The records that follow must be transcribed in full, without any change.

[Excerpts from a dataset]
= = = =

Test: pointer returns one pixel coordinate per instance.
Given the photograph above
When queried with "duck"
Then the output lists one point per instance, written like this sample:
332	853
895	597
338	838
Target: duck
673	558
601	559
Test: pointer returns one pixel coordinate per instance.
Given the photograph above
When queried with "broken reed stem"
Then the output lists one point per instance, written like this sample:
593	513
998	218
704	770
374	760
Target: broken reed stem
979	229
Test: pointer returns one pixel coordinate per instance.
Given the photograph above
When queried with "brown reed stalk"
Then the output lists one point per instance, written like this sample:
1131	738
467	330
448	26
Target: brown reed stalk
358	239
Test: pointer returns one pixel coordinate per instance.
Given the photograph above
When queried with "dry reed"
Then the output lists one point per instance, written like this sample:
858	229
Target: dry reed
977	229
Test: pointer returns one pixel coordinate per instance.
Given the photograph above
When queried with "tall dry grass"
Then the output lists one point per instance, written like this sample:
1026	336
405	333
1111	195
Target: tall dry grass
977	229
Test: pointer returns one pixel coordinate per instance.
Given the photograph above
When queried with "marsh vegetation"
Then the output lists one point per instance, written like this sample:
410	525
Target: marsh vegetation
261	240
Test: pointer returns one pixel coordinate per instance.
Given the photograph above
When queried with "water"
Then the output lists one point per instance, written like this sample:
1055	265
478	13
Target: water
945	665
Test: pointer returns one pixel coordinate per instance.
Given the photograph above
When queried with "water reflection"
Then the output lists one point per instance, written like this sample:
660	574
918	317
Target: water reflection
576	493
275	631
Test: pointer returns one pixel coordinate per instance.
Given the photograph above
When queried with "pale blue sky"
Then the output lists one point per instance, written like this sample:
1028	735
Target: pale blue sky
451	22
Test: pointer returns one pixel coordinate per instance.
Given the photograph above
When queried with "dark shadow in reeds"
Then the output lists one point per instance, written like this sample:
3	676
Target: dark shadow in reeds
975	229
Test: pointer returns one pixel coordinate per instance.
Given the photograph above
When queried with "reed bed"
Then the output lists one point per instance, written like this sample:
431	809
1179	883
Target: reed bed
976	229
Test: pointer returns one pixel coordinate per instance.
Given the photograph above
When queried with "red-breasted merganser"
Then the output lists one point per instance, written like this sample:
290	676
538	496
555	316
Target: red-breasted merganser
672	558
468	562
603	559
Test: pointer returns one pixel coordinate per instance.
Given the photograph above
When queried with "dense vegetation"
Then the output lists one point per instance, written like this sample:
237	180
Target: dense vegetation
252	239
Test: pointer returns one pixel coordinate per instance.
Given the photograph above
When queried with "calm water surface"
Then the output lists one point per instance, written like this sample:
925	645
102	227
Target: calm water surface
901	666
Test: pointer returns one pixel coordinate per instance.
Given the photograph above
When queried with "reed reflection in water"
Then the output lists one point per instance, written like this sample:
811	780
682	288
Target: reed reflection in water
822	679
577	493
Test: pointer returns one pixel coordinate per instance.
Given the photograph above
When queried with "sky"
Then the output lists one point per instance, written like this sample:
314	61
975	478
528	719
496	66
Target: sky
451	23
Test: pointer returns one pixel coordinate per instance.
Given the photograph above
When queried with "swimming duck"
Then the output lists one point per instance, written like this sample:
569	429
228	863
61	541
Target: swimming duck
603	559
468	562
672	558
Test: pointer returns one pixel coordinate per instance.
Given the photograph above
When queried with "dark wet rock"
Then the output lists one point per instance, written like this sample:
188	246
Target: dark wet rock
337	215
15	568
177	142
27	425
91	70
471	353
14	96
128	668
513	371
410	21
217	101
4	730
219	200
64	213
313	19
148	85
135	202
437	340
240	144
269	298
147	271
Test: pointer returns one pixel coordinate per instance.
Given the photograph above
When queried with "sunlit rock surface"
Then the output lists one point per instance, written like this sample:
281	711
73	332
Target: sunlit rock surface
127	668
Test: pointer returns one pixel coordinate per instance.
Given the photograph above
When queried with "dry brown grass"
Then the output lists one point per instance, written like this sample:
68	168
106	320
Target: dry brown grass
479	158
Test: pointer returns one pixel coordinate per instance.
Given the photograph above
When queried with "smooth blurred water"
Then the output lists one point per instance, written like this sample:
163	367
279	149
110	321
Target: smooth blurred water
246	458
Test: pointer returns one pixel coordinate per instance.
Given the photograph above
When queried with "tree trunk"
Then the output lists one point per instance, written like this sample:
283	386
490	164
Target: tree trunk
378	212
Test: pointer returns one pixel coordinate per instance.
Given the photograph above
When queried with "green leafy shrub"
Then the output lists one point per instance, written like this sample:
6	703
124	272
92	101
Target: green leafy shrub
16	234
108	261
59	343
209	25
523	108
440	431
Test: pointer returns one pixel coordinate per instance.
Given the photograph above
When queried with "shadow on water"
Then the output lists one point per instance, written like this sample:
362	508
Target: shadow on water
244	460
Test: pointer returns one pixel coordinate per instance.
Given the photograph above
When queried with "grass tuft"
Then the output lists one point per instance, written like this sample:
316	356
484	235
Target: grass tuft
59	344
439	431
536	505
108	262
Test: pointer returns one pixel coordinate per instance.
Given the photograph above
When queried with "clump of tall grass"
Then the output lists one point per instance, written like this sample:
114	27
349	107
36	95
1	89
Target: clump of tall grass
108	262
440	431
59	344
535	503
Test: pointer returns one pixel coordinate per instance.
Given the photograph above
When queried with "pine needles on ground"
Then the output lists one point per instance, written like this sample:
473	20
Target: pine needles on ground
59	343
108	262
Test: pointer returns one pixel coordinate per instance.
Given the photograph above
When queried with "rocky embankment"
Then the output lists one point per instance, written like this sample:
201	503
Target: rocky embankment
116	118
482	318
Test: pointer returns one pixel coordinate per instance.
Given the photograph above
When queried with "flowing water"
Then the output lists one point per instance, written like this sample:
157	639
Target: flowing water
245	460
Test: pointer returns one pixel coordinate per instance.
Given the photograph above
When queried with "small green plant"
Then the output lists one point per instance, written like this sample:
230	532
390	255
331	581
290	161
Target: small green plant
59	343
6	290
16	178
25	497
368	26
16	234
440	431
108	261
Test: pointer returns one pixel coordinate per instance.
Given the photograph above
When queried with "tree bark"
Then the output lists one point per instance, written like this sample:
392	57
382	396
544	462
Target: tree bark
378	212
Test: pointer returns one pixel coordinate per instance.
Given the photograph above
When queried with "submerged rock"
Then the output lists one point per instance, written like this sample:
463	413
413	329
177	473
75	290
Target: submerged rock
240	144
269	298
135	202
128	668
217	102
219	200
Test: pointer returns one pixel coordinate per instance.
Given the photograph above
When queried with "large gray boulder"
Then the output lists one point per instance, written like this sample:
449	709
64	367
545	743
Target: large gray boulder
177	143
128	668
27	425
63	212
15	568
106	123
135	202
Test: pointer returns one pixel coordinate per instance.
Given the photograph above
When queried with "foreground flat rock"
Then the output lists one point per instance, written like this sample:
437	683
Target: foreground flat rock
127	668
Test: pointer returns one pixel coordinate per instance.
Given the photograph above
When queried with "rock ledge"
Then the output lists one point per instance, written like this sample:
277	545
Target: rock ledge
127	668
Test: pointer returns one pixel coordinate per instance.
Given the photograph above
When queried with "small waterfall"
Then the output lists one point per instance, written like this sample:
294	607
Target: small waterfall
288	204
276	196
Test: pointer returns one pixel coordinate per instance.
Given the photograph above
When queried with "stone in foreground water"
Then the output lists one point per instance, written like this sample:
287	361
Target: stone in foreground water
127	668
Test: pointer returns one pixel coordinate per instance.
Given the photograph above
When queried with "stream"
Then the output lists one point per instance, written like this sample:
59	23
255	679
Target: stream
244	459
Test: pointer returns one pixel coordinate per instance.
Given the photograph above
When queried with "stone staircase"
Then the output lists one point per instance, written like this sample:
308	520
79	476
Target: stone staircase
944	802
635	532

= = = =

» Exercise response
Test: pointer returns one pixel coordinate per instance.
Given the photograph above
When queried with "duck"
Then the output lists one point per instance, written like this sample:
332	853
895	597
338	838
Target: duck
673	558
601	559
Test: pointer returns one pixel coordinate per instance.
Given the photograph above
When queried with "broken reed stem"
Then the output lists one point per instance, written like this sample:
593	513
998	218
704	770
374	760
Target: broken reed stem
979	229
Test: pointer returns one pixel coordinate per instance.
Given the photograph above
When queried with "brown reed stalk"
Then the output lists one point per instance, written like this sample:
1131	738
467	330
448	26
Target: brown reed stalk
358	239
Test: pointer returns one pixel coordinate per instance.
Given the photograph above
When queried with "dry reed"
Then the output lists one point per instance, written like this sample:
858	229
Target: dry reed
977	229
Test: pointer returns one pixel coordinate per instance.
Given the photograph above
When queried with "tall dry grass"
Then the output lists one point per instance, written like this sample:
1026	336
405	333
1111	195
Target: tall dry grass
977	229
Test: pointer returns one pixel coordinate per instance.
Given the photograph above
When queried with "marsh vegetation"
Then the output lists one point per instance, written like this sample:
410	525
Target: marsh vegetation
261	240
Test: pointer returns one pixel coordinate per instance.
Given the photograph above
When queried with "water"
Then the output lists one point per instance, written like this sample:
1055	265
478	13
Target: water
945	665
Test: pointer returns one pixel coordinate per instance.
Given the photograph above
When queried with "water reflection"
Then the output lists one point per instance, written like this sample:
660	574
918	317
Target: water reflection
576	493
275	631
Test: pointer returns one pixel coordinate per instance.
Given the photograph above
When queried with "pale blue sky"
Then the output lists one point per instance, written like this sample:
1028	735
Target: pale blue sky
451	22
Test: pointer returns one pixel coordinate per instance.
Given the photograph above
When queried with "dark shadow in reeds"
Then the output lists one point per instance, written like this sample:
3	676
Target: dark shadow in reeds
975	229
Test: pointer returns one pixel coordinate per instance.
Given the photograph above
When queried with "reed bed"
Then the output lists one point per instance, written like this sample:
431	809
1179	883
Target: reed bed
976	229
Test: pointer returns one pixel coordinate per instance.
Given the photograph above
When queried with "red-breasted merganser"
Then the output lists one point per instance, written like this sample:
290	676
538	496
555	316
Target: red-breasted merganser
672	558
468	562
603	559
Test: pointer returns one pixel coordinate per instance.
Given the photograph above
When queried with "dense vegetation"
Then the output lists one point per instance, written like this sample:
237	180
Target: dense vegetation
252	239
Test: pointer returns one pixel coordinate per instance.
Given the photograph above
When queried with "calm water surface"
Then the output lists one point per instance, written like this sample:
925	645
102	227
Target: calm water surface
901	666
Test: pointer returns one pixel coordinate per instance.
Given the photograph above
When queried with "reed reflection in water"
Then the output lists one point per instance, written like this sample:
811	780
682	288
Target: reed reflection in water
822	679
577	493
Test: pointer returns one pixel coordinate per instance.
Given the photograph above
When queried with "sky"
Then the output lists one point per instance, written like this sample:
314	61
975	478
528	719
496	66
Target: sky
451	23
Test: pointer returns one pixel coordinate per instance.
Given the photograph above
When queried with "swimming duck"
Then the output lists one point per instance, written like this sample:
569	429
228	863
61	541
Target: swimming duck
603	559
468	562
672	558
Test: pointer returns one pixel coordinate per instance.
Given the photograph above
When queried with "dark wet rock"
Then the output lists one point per instance, written like this sample:
188	246
Target: dark wet rock
337	215
15	568
177	142
27	425
91	70
471	353
14	96
128	668
513	371
410	21
217	101
4	730
219	200
64	213
313	19
148	85
135	202
437	340
240	144
269	298
147	271
Test: pointer returns one pixel coordinate per instance.
Given the photograph above
When queried with "sunlit rock surface"
Then the output lists one point per instance, written like this sample:
281	711
73	332
Target: sunlit rock surface
127	668
Test: pointer returns one pixel coordinate per instance.
Given the photograph above
When queried with "dry brown grass"
Then the output lists one point per instance, written like this sample:
68	168
106	320
Target: dry brown grass
479	158
Test: pointer returns one pixel coordinate per instance.
Given the photograph above
When queried with "smooth blurred water"
Then the output lists one point per instance, written like this sample:
163	367
279	149
110	321
Target: smooth blurred water
246	458
Test: pointer returns one pixel coordinate per instance.
Given the photograph above
When queried with "tree trunk"
Then the output lists one point per instance, written like this sample:
283	386
490	164
Target: tree trunk
378	212
Test: pointer returns one pixel coordinate per instance.
Given the photograph above
When queried with "green leafy shrub"
Then the output lists one point per instance, written like this sample:
6	703
124	272
92	101
Target: green leafy shrub
16	234
108	261
59	343
209	25
523	108
440	431
Test: pointer returns one pixel coordinate per instance.
Given the photograph above
When queried with "shadow on water"
Then the output lists one point per instance, written like this sample:
362	508
Target: shadow on water
244	460
Test: pointer returns one pixel coordinate per instance.
Given the photograph above
When queried with "grass tuft"
Then the output lists one point per instance, written like this sample:
316	356
484	235
Target: grass tuft
59	344
439	431
536	505
108	262
Test: pointer returns one pixel coordinate per instance.
Given the photograph above
When queried with "clump of tall grass"
Then the output lists one point per instance, written like this sample:
114	27
349	107
36	95
1	89
Target: clump of tall grass
108	262
440	431
59	344
535	503
Test: pointer returns one pixel coordinate per instance.
Given the photograph above
When queried with "pine needles on ground"
Then the output lists one point per instance, written like this sample:
473	20
Target: pine needles on ground
59	343
108	262
Test: pointer returns one pixel coordinate per instance.
Given the photograph above
When queried with "rocky embankment"
Then the output lists one point per instance, written like this sample:
201	503
Target: rocky embankment
116	118
482	318
Test: pointer returns one pixel coordinate per instance.
Given the photograph above
When queried with "flowing water"
Then the output lists one point per instance, written like this sample:
157	639
Target: flowing water
245	460
Test: pointer returns one pixel coordinate per instance.
Given the photograph above
When queried with "small green plant"
Then the output lists one point per instance, written like this sample:
230	532
390	255
331	581
290	161
Target: small green plant
59	343
6	290
16	178
25	497
368	26
16	234
440	431
108	261
Test: pointer returns one pixel coordinate per instance.
Given the photograph above
When queried with "tree bark"
Then the output lists one point per instance, written like this sample:
392	57
382	396
544	462
Target: tree bark
378	212
Test: pointer returns one pixel coordinate per instance.
Given the photograph above
When queried with "submerged rock"
Then the output lists one point per instance, written like this sample:
463	413
413	329
177	473
75	290
Target: submerged rock
240	144
269	298
135	202
128	668
217	102
219	200
Test: pointer returns one pixel coordinate per instance.
Given the photograph above
When queried with "large gray boulder"
Then the output lists one point per instance, written like this sample:
449	709
64	367
545	743
Target: large gray boulder
177	143
128	668
27	425
63	212
15	568
106	123
135	202
Test: pointer returns one pixel coordinate per instance.
Given the photograph above
When queried with "foreground flat rock"
Then the output lists one point per instance, written like this sample:
437	683
Target: foreground flat rock
127	668
Test: pointer returns one pixel coordinate per instance.
Given the photograph above
When queried with "rock ledge"
Then the output lists one point per instance, written like this sample:
277	545
Target: rock ledge
127	668
Test: pointer returns one pixel coordinate per instance.
Given the photograph above
When queried with "small waterfall"
Then the output lists one point per instance, written like this sample:
294	607
Target: small waterfall
288	204
276	196
Test: pointer returns one pixel coordinate per instance.
Given the photograph above
When queried with "stone in foreground water"
Then the output lists one point per instance, written like this sample:
287	361
Target: stone in foreground water
127	668
Test: pointer returns one pixel coordinate per instance.
Given the photograph above
When queried with "stream"
Then the output lists one point per instance, written like this sample:
59	23
255	679
Target: stream
244	459
Test: pointer returns one pixel coordinate per instance.
Given the photograph above
When queried with "stone staircase"
Then the output lists one point per instance, written like this sample:
308	520
79	476
Target: stone staircase
944	802
635	532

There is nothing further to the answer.